- Work to complete
What's needed is an exact copy of the lines from the one that contains "Locate the kiwi slice" to the end of the data below, leaving the pictures out.

- Material provided
####################
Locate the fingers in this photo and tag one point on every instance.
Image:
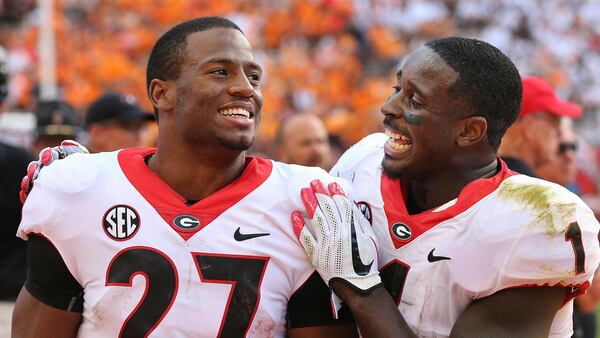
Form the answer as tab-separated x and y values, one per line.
310	201
47	155
335	189
297	223
304	236
70	147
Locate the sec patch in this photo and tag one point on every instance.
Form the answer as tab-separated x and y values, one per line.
121	222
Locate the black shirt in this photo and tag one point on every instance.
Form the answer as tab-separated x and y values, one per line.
519	166
13	268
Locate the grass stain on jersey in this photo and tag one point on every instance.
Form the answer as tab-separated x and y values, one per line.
545	201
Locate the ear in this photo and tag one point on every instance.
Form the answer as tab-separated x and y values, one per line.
471	130
162	94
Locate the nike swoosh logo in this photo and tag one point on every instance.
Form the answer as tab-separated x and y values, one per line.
238	236
360	268
431	258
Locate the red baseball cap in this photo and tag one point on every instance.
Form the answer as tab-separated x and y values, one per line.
539	96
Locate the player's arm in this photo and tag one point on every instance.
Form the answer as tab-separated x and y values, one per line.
328	331
342	247
51	302
375	312
515	312
32	318
310	313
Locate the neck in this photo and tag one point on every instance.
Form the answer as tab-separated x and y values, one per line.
196	174
431	193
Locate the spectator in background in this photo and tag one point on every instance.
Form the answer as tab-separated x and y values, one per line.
13	267
303	139
114	122
562	169
533	139
56	121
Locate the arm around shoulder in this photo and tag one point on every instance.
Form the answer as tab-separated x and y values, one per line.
515	312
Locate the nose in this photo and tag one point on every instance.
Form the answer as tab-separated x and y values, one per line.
390	108
242	87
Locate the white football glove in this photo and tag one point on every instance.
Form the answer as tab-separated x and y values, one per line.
45	158
337	238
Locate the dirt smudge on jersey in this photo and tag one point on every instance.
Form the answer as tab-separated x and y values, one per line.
545	201
263	326
554	271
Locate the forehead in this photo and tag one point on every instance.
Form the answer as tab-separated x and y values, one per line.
426	70
213	43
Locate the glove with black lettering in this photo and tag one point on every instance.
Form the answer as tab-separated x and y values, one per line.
337	237
46	157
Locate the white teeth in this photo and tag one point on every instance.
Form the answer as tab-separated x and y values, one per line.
396	136
236	112
399	146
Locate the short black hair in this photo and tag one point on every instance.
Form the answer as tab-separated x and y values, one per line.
170	49
488	81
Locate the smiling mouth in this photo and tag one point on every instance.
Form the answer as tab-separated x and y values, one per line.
237	113
398	141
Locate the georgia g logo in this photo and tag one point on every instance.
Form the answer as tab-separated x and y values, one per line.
401	231
186	222
121	222
365	209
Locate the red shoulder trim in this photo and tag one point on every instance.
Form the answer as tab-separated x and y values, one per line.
169	204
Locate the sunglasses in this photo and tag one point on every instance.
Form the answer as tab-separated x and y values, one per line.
563	147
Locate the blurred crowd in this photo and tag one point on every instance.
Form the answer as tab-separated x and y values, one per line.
327	72
327	57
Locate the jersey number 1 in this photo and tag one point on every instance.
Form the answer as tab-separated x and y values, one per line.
243	273
573	234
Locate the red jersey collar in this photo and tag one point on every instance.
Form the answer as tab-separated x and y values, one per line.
393	196
169	204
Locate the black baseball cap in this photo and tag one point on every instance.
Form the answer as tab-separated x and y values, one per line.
56	117
113	106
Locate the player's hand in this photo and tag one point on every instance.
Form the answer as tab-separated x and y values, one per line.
46	157
337	237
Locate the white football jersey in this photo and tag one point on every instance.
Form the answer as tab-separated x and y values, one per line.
150	264
507	231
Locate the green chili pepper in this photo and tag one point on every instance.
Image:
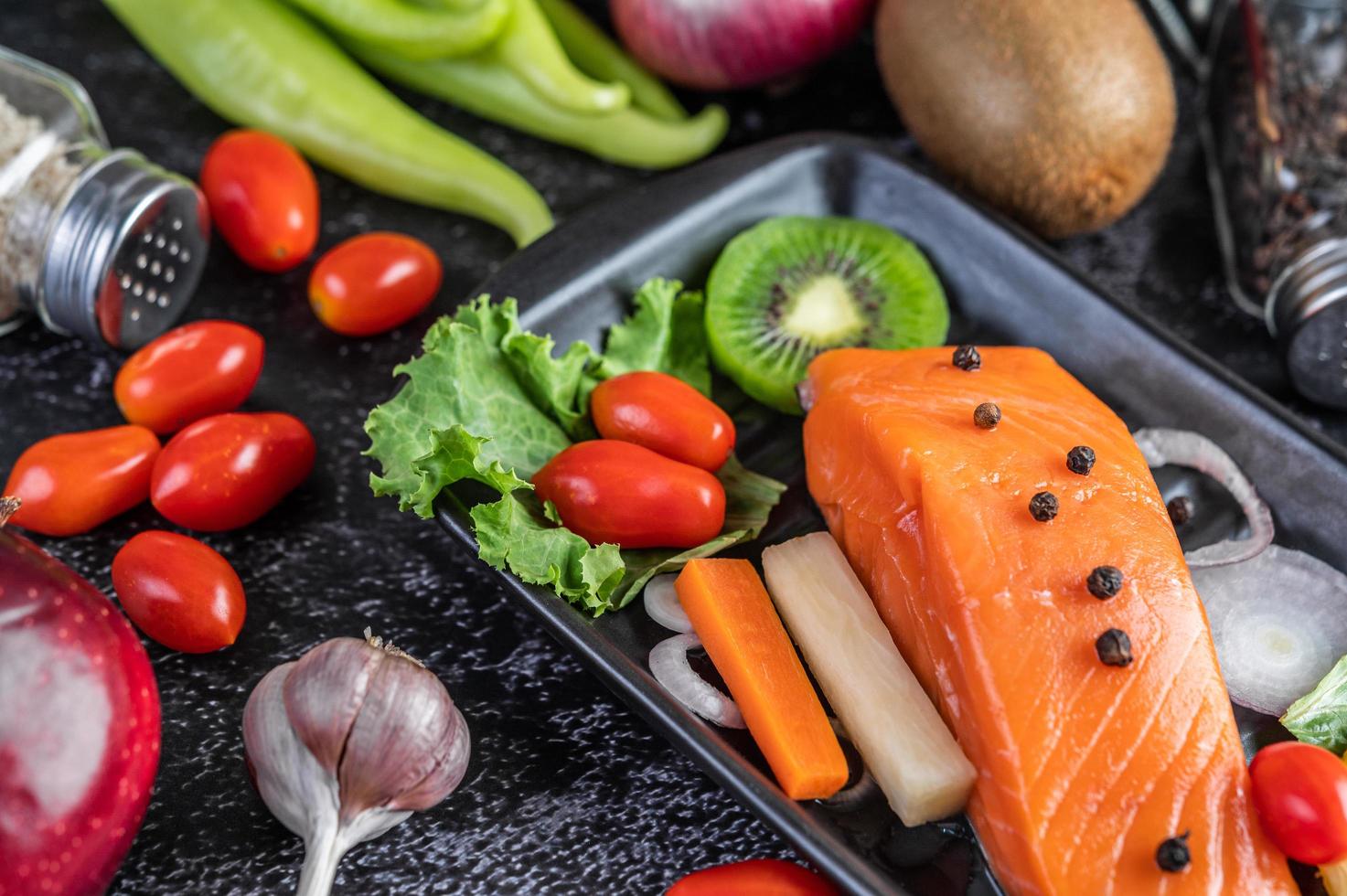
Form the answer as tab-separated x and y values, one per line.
493	91
261	64
601	57
413	31
531	48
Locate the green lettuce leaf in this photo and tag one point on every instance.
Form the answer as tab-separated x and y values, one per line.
518	534
1320	716
664	333
492	403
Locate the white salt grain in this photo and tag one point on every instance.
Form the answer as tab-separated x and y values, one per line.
36	174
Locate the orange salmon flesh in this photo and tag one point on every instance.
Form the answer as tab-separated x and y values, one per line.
1084	768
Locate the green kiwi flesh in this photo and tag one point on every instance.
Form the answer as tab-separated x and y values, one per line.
791	287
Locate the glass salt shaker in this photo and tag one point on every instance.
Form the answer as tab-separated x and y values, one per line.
1278	96
96	241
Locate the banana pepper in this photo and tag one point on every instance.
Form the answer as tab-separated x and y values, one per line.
261	64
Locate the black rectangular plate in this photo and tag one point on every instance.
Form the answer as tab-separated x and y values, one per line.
1004	287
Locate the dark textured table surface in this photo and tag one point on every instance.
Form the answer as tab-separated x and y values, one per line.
567	791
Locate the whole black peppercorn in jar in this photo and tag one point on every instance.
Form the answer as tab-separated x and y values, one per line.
1278	145
94	241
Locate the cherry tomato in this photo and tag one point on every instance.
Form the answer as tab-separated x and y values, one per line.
194	371
179	592
227	471
262	198
626	495
1300	793
373	282
754	878
666	415
71	483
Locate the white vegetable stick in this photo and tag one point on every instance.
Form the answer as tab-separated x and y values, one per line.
877	699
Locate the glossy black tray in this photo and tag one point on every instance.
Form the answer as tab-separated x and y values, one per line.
1005	287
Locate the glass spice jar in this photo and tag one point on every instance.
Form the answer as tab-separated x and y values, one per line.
1278	99
96	241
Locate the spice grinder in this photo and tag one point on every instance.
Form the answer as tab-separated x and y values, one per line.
1276	139
97	243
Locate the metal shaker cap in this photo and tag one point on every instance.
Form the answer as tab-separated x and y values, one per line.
125	252
1307	312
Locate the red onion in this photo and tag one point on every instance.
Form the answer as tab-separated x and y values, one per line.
79	727
668	659
1278	622
669	667
1181	448
722	45
661	603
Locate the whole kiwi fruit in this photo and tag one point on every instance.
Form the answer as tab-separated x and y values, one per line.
1059	113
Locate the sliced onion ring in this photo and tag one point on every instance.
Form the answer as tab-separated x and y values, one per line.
1162	446
1278	622
661	603
669	667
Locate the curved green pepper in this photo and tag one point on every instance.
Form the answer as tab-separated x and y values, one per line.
412	30
261	64
493	91
531	48
601	57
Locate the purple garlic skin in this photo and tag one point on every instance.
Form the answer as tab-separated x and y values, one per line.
379	721
347	742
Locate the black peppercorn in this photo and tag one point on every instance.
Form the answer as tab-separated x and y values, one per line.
966	357
1114	647
1042	506
1173	855
1105	581
986	415
1181	509
1081	460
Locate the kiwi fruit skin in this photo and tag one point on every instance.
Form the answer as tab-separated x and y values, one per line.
1060	115
754	287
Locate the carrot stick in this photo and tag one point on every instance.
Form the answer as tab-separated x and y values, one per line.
743	636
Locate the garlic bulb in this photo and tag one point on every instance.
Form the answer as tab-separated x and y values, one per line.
347	741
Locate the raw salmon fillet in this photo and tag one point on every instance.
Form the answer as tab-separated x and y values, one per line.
1084	768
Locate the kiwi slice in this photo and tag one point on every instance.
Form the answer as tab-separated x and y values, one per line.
791	287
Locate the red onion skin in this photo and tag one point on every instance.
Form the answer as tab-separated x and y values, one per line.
726	45
91	659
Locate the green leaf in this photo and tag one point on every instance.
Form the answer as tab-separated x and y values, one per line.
554	384
457	454
513	534
1320	716
492	403
664	333
460	379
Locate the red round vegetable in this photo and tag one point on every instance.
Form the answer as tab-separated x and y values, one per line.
1300	793
262	198
79	728
190	372
179	592
664	414
74	481
227	471
754	878
626	495
723	46
373	282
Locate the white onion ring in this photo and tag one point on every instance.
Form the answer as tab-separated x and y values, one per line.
1162	446
1278	622
661	603
669	667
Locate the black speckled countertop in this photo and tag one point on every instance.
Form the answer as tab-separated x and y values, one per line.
567	791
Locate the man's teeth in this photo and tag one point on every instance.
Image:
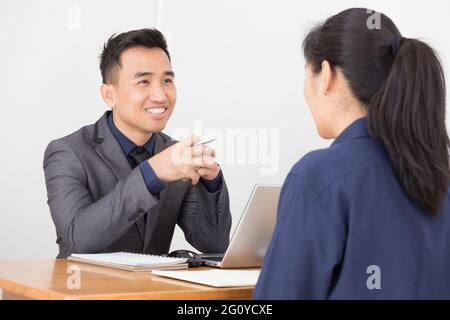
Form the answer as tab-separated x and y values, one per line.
155	110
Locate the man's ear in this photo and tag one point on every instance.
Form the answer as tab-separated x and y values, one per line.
108	94
327	81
####################
- Exercise response
Locate the kiwi slice in this photo and tag one point on every instance.
Form the answer as tab-separated x and y values, one per line.
791	287
Locate the red onion skin in this photo and tag one point on every instance.
Form the answer as tab-separated x and y values, one per line.
726	45
91	659
Locate the green leaf in this photo and tag one point on every instance.
Form the answer as tab-separated x and y values, one per line.
554	384
457	454
513	534
1320	716
492	403
664	333
460	379
Locate the red round vegetable in this photo and tag one point on every instance.
Form the answer as tab-separated x and y values, one per line.
1300	793
262	198
79	728
190	372
179	592
664	414
74	481
227	471
754	878
626	495
723	46
373	282
Locate the white onion ring in this photo and tag one point on every instance.
Form the answer as tab-separated x and y values, one per line.
1162	446
1278	622
661	603
669	667
Locate the black speckled countertop in this photo and tag one point on every instance.
Form the answer as tab-separated x and y values, one per line.
567	791
Locate the man's teeth in this photo and tag one point on every instance.
Image:
Form the answer as tab-separated x and y values, one per line.
155	110
Locate the man's ear in this photo and tag one point on every instance.
Form the answer as tab-separated x and y values, one per line.
108	94
327	81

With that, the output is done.